Il vescovo pensieroso disse al proconsole: - Dio vuol mostrarci una qualche prodigiosa visione attraverso questo ragazzo. Dunque lo seguirono, e con loro venne una gran folla di gente dalla città. Entrò per primo Malco dai suoi compagni, poi il vescovo, che vide fra le pietre la lettera con due sigilli d'argento. Chiamata la folla attorno la lesse, e tutti quelli che l 'ascoltavano erano pieni di meraviglia. Vedendo i santi di Dio seduti nella grotta freschi come rose, si gettarono a terra a glorificare il Signore. Il vescovo e il proconsole mandarono a dire a Teodosio di venire presto a vedere il grande prodigio compiuto da Dio in quei giorni. Subito alzandosi dal sacco su cui giaceva a terra piangendo, venne da Costantinopoli a Efeso rendendo grazie a Dio; tutti quelli che gli si facevano intorno andarono con lui alla grotta. Appena i santi videro l'imperatore, i loro volti risplendettero, e l'imperatore si gettò ai loro piedi rendendo gloria a Dio; rialzatosi li abbracciò, e pianse su ciascuno di loro dicendo : - Vi guardo ed è come se vedessi il Signore che resuscita Lazzaro.
Allora san Massimiano disse: - Credici, è per causa tua che il Signore ci ha resuscitati proprio alla vigilia della festa della Resurrezione, e credi che la resurrezione dei morti è una verità. In verità noi siamo risorti e viviamo, e come un bambino sta nell'utero della madre senza sentire urti, cosi anche noi fummo vivi, giacendo addormentati, senza sentire alcuno stimolo.

_OBIETTIVO:_ Riprendi il testo sui santi nella grotta di Efeso dopo la sua ultima frase. Le righe non hanno alcun legame con il testo.

Estratti di dati su regioni etichettate:
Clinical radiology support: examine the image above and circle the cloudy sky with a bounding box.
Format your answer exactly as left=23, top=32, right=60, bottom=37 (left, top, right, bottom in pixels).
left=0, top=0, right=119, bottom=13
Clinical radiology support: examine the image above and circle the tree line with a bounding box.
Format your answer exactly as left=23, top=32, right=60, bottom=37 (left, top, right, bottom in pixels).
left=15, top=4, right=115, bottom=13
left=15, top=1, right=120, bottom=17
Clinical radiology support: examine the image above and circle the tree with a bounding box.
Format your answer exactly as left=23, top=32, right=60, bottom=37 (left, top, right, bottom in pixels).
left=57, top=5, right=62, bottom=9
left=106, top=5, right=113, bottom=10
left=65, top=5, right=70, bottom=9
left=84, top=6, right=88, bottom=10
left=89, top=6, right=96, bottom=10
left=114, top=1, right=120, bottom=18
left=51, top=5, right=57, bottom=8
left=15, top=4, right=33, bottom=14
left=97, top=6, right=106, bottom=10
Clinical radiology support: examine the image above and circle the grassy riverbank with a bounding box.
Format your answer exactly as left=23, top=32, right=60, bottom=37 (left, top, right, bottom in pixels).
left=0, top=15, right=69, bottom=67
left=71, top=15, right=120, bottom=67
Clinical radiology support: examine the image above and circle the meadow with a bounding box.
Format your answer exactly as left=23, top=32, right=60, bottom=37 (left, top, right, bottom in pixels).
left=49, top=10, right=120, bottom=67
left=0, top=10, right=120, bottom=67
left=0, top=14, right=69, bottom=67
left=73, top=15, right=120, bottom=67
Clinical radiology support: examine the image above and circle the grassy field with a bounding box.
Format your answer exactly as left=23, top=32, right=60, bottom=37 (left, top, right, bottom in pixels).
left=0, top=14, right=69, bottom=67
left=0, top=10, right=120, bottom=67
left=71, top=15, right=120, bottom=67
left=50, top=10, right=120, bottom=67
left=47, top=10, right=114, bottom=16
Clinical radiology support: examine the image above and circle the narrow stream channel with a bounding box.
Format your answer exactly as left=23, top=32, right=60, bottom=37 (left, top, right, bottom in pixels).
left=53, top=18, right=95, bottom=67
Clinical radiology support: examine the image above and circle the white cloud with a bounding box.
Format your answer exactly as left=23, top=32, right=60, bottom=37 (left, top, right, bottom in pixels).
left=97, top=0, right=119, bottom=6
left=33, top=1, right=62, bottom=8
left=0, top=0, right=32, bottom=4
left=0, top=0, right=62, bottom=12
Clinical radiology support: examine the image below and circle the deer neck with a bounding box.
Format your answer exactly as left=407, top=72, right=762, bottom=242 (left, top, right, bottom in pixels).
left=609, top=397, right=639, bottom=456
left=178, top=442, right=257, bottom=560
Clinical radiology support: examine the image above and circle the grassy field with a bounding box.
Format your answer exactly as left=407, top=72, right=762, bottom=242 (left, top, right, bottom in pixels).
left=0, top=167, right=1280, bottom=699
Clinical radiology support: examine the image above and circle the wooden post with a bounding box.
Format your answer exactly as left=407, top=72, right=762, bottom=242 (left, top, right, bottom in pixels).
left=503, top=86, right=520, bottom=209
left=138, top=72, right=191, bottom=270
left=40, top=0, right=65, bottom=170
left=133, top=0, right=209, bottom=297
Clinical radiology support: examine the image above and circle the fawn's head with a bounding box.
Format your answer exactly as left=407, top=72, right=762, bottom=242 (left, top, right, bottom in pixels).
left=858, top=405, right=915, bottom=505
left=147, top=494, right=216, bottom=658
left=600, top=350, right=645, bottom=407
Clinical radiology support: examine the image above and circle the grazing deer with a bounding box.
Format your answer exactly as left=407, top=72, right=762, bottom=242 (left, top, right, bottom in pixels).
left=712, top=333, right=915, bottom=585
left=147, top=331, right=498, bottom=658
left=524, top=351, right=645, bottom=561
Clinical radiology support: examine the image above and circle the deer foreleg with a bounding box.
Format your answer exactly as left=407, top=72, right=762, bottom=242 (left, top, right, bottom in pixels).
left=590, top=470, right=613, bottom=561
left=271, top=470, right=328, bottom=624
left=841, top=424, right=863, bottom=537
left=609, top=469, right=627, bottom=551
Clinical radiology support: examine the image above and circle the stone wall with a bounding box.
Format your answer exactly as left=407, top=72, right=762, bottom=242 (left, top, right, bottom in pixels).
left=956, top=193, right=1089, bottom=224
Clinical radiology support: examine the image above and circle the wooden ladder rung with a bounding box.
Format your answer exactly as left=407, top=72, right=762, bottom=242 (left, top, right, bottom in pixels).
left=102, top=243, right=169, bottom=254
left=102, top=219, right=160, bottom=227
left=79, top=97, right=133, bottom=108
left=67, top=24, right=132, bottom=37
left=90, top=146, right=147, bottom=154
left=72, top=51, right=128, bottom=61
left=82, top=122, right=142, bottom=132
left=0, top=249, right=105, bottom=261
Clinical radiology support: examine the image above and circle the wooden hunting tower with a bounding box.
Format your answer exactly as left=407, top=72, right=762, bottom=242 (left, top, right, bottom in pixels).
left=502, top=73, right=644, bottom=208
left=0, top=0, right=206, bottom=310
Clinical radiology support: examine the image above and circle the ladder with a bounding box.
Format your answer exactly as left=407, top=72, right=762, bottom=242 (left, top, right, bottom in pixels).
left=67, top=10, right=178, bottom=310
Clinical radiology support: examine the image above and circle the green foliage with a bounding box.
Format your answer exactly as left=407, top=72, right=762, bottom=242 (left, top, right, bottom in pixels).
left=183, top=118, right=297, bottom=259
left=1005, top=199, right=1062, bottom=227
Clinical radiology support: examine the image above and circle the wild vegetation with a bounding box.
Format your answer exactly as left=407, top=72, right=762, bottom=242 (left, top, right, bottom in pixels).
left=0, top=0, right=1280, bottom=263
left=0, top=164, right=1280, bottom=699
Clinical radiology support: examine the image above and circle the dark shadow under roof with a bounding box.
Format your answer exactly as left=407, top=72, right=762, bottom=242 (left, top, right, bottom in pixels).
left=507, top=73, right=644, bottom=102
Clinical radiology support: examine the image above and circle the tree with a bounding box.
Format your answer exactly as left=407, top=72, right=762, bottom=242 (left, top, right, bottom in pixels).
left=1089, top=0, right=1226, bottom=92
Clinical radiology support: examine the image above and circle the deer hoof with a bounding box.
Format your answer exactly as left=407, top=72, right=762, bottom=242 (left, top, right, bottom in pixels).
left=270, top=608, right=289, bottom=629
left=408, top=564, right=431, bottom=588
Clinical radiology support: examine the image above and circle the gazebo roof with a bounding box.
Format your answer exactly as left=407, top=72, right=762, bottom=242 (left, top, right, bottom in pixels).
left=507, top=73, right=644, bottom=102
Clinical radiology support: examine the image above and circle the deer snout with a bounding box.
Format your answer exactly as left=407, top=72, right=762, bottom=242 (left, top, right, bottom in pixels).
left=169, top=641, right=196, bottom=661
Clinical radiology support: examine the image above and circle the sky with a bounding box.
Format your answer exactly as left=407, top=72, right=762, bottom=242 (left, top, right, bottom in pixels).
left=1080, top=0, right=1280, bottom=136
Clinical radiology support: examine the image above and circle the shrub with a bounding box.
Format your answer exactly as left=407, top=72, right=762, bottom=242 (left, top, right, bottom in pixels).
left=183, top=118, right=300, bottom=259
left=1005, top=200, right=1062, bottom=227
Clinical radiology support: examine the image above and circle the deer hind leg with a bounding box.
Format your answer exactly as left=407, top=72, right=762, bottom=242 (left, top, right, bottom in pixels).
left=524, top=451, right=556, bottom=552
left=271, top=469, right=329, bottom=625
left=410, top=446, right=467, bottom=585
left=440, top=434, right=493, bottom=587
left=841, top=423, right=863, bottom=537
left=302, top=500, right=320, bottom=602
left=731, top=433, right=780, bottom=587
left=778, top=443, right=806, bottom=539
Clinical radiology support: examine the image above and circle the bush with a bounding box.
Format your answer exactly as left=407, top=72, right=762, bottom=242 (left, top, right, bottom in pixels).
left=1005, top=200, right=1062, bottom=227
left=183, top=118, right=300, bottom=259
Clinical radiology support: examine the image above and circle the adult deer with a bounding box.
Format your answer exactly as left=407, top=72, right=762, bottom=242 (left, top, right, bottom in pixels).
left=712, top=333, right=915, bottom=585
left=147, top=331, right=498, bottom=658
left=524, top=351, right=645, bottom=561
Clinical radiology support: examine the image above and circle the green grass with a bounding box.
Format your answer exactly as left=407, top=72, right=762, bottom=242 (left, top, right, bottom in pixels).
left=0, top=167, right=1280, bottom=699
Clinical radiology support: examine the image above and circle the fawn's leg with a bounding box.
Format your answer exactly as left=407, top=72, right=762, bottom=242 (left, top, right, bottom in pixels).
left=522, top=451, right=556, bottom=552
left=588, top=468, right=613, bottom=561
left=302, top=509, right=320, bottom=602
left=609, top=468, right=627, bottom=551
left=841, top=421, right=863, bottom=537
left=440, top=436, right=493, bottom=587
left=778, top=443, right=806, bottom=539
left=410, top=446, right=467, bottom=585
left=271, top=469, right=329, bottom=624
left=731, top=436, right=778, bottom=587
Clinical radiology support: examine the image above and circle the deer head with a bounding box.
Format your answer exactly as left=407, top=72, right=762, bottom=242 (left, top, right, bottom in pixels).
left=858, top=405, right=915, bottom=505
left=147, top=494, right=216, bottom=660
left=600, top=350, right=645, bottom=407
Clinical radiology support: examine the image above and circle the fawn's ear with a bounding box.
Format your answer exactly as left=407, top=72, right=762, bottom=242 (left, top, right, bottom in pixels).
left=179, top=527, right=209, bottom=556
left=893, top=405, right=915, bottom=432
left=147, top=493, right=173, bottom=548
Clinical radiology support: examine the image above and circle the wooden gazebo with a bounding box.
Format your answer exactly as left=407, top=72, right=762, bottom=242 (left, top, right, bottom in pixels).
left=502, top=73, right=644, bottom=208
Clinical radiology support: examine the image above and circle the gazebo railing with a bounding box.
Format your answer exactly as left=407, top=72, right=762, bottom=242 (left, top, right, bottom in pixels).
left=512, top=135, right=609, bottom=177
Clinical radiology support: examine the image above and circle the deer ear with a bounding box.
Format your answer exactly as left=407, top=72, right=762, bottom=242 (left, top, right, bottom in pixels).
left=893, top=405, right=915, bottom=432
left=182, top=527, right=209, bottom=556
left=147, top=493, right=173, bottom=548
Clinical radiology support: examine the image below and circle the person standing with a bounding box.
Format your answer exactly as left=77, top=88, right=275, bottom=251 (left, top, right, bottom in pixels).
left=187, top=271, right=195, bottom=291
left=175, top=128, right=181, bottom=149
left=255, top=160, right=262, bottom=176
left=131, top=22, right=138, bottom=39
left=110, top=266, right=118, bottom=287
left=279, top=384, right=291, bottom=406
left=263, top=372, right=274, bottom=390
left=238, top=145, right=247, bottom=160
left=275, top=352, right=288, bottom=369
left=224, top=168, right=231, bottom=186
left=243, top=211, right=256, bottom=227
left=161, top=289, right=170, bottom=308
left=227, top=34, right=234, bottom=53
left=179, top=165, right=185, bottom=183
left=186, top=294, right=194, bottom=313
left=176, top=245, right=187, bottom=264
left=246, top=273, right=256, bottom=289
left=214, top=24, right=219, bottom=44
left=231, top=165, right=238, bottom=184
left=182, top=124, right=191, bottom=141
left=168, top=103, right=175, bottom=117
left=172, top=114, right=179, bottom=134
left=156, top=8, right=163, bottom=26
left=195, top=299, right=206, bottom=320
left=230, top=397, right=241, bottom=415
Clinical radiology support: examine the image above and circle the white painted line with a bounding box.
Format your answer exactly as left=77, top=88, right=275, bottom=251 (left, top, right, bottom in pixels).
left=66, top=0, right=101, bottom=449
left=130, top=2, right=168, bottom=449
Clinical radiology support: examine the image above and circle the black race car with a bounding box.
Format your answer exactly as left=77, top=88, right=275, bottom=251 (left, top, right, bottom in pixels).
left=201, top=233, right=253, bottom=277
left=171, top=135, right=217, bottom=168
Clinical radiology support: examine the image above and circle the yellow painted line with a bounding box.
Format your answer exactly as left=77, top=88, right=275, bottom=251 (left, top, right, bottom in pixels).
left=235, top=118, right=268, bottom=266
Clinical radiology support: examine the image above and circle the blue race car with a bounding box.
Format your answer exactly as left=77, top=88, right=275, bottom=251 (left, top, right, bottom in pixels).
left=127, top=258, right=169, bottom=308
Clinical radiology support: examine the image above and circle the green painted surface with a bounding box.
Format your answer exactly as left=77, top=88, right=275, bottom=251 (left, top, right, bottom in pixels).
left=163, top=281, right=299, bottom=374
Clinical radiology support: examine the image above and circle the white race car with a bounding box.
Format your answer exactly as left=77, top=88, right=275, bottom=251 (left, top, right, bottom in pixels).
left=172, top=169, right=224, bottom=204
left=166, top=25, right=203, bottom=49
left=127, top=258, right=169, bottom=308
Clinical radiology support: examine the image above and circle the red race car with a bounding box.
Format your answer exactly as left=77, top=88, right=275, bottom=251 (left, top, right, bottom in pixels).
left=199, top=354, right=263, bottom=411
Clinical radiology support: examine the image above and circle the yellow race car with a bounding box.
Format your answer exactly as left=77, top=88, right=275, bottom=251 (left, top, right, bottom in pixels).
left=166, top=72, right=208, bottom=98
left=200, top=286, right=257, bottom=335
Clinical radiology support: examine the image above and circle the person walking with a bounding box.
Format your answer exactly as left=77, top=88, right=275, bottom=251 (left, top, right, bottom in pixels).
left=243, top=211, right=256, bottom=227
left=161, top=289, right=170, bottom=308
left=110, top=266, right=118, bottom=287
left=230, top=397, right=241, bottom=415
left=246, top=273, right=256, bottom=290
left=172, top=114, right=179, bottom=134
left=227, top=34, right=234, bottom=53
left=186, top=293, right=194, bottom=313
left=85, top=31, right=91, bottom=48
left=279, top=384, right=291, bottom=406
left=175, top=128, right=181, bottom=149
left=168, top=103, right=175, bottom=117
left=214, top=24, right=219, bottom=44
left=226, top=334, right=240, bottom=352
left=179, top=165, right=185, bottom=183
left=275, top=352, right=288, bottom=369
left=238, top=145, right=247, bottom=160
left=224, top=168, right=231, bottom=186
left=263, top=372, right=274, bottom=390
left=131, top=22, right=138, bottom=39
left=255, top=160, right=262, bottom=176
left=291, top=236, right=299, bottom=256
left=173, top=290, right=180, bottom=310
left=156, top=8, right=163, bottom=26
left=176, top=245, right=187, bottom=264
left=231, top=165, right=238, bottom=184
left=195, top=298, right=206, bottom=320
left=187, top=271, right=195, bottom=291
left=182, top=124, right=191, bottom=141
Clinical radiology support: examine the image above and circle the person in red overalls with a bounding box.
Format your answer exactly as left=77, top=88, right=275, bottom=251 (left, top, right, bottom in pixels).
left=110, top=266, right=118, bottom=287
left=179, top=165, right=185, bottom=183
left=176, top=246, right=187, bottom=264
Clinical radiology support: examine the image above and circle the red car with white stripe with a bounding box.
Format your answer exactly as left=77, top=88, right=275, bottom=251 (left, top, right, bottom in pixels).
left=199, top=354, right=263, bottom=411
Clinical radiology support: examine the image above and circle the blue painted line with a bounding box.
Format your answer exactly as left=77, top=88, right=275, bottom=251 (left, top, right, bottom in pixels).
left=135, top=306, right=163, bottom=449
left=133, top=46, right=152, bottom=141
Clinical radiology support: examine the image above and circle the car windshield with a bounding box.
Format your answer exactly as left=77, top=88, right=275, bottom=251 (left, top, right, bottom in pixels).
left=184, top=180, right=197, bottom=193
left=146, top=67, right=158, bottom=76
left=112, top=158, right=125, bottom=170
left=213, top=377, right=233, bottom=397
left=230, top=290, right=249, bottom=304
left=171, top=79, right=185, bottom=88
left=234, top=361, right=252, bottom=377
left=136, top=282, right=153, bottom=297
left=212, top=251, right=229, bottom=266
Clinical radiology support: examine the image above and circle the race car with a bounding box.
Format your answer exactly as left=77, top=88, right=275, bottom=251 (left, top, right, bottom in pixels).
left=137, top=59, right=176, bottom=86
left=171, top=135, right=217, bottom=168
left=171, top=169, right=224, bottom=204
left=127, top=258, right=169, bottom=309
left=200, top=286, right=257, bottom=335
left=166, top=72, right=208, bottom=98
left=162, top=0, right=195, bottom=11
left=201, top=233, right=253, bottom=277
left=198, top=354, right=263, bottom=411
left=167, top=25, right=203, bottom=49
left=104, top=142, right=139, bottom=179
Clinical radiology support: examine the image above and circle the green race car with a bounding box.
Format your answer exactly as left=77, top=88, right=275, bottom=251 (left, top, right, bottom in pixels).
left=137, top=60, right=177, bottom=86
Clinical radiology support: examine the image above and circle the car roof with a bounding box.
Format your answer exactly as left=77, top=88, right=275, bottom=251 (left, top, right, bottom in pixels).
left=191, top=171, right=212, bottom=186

_RISPOSTA:_
Pronunciate queste parole sotto gli occhi di tutti reclinarono nuovamente il capo a terra, addormentandosi e rendendo lo spirito, come Dio volle. L 'imperatore si rialzò e cadde su di essi piangendo e baciandoli. Avendo l’imperatore deciso di farli riporre in sepolcri d'oro, la notte stessa apparvero all'imperatore dicendo che, come sino a poc'anzi erano giaciuti in terra e dalla terra erano risorti, così li lasciasse, sino a che il Signore non concedesse una seconda resurrezione. L’imperatore allora dispose che quella località fosse adornata di pietre dorate, e che tutti i vescovi che professavano la fede nella resurrezione fossero prosciolti”.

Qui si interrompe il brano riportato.